**Texto fornecido**
--*--
Outros dois terreiros antigos merecem
ser lembrados: o Terreiro do Egito
(Niamê) e o Terreiro da Turquia
(Nifé Olorum) (já extintos) que originaram vários outros terreiros, com
destaque para a Casa Fanti Ashanti,
do voduno Talabyan Euclides Ferreira
sendo a única com espaço dedicado ao candomblé; Terreiro de Mina Abê-Iemanjá, do carismático voduno Jorge
Itaci (falecido em 2003), hoje chefiado pela nochê Florência de
Agongon; Terreiro Fé em Deus, de
nochê Elzita.
Merece destaque o Otá Olé (Terreiro de Mina Pedra de Encantaria Rei Badé, do voduno José
Itaparandi).
No Maranhão, especificamente, em São Luís,
há uma diversidade de terreiros, até hoje não catalogados. Além disso muitas
casas funcionam precariamente principalmente por dificuldades financeiras.
Acredita-se que existem mais de 200 terreiros espalhados na capital
definindo-se como Mina, Umbanda ou Mata
(Encantaria de Barba Soeira).
--*--
**Dados fornecidos**
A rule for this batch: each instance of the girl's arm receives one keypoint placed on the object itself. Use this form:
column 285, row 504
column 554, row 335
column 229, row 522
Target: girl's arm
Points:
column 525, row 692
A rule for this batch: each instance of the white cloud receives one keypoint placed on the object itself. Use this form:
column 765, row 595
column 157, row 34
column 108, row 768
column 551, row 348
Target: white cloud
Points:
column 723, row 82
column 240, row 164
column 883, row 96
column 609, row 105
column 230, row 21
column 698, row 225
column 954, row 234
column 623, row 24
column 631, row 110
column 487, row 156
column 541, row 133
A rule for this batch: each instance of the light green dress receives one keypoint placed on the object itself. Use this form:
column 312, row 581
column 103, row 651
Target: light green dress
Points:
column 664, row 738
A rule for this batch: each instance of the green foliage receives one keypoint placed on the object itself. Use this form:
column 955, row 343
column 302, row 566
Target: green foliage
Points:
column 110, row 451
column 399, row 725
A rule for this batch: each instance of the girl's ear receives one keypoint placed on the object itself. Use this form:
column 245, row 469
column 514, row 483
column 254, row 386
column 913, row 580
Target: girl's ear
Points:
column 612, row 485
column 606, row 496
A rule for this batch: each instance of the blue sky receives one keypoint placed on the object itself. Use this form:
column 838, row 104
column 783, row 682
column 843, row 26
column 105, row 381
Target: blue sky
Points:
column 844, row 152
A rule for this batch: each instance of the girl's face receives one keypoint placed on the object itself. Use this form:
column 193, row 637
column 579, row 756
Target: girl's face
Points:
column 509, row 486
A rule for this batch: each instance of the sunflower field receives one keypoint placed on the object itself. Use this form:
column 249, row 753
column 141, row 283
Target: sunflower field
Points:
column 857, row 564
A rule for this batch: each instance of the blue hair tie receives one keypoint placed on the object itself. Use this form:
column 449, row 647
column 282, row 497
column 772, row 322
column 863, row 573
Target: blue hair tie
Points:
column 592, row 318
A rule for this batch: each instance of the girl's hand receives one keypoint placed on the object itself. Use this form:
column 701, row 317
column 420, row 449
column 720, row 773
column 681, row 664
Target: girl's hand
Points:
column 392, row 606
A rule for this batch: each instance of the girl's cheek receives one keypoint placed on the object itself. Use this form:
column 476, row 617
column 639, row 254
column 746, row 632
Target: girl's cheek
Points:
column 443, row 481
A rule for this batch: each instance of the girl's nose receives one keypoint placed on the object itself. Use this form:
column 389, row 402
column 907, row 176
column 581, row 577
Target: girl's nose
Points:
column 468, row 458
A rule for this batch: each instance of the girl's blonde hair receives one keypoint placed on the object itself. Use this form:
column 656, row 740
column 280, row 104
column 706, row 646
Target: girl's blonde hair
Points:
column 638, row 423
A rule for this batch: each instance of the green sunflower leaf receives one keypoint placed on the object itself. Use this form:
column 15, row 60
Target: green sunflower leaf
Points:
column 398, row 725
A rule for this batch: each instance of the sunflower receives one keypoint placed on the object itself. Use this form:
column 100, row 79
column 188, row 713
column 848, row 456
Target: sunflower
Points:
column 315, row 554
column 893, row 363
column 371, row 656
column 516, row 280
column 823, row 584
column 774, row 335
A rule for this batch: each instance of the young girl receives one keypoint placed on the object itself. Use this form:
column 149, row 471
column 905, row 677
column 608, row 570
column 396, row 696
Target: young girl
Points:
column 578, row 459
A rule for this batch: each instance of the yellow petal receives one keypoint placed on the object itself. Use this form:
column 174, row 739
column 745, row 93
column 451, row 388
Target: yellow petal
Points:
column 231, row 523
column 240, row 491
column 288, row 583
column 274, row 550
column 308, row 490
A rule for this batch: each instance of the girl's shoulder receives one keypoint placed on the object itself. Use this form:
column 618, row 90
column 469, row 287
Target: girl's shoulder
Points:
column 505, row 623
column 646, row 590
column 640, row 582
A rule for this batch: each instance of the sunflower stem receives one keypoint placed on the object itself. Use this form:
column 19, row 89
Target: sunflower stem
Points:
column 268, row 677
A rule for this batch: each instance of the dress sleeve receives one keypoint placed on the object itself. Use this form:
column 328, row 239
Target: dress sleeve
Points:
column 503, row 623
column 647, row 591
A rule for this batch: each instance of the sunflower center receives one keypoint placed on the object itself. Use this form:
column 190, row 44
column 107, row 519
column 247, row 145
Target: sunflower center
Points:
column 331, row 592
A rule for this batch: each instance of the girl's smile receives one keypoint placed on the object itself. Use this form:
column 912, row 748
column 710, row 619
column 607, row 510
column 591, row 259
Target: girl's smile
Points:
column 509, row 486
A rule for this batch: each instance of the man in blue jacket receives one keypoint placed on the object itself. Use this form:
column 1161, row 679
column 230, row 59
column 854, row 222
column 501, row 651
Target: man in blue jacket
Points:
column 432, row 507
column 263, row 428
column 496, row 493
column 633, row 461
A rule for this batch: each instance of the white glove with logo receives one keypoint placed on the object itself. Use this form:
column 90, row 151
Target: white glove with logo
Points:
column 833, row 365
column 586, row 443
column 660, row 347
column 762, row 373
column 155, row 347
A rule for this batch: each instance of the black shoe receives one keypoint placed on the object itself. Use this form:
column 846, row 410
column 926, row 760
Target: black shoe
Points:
--*--
**Objetivos**
1 > Reproduza sem alterações as linhas dos registros que vão da linha que contém "A rule for this batch: each instance of the green foliage" até a linha que contém "column 606, row 496", incluindo ambas.
2 > Escreva a continuação do texto sobre os terreiros do Maranhão a partir de sua última frase.

**Resultados finais**
1 >
A rule for this batch: each instance of the green foliage receives one keypoint placed on the object itself. Use this form:
column 955, row 343
column 302, row 566
Target: green foliage
Points:
column 110, row 451
column 399, row 725
A rule for this batch: each instance of the girl's ear receives one keypoint placed on the object itself. Use this form:
column 245, row 469
column 514, row 483
column 254, row 386
column 913, row 580
Target: girl's ear
Points:
column 612, row 485
column 606, row 496

2 >
Existem terreiros de mina chefiados
por pais e mães de santo, feitos no Maranhão, ou de origem maranhense, no Piauí, Pará, Amazonas, na Região Sudeste, como a Casa
das Minas Tóia Jarina1 , fundada por Tói Voduno Francelino de
Shapanan, em Diadema - São Paulo.
Observações
Na Mina há festas especiais para voduns, gentis
e caboclos, sendo que de acordo com o desenvolver do culto mudam-se os toques e
os cânticos também, dependendo da família ou linha de entidades que se queira
homenagear. Os voduns são as entidades superiores no culto e tudo começa e
termina com eles, entretanto, convivem e podem ser celebrados juntamente com
gentis ou caboclos (encantados), porém as festas em homenagens aos encantados
geralmente ocorrem em separado.
A riqueza do culto e sua peculiaridade pode
ser observada na liturgia, nos instrumentos, nos trajes, no comportamento das
entidades e nos cânticos em língua jeje ou nagô, isto é, num jeje (fon)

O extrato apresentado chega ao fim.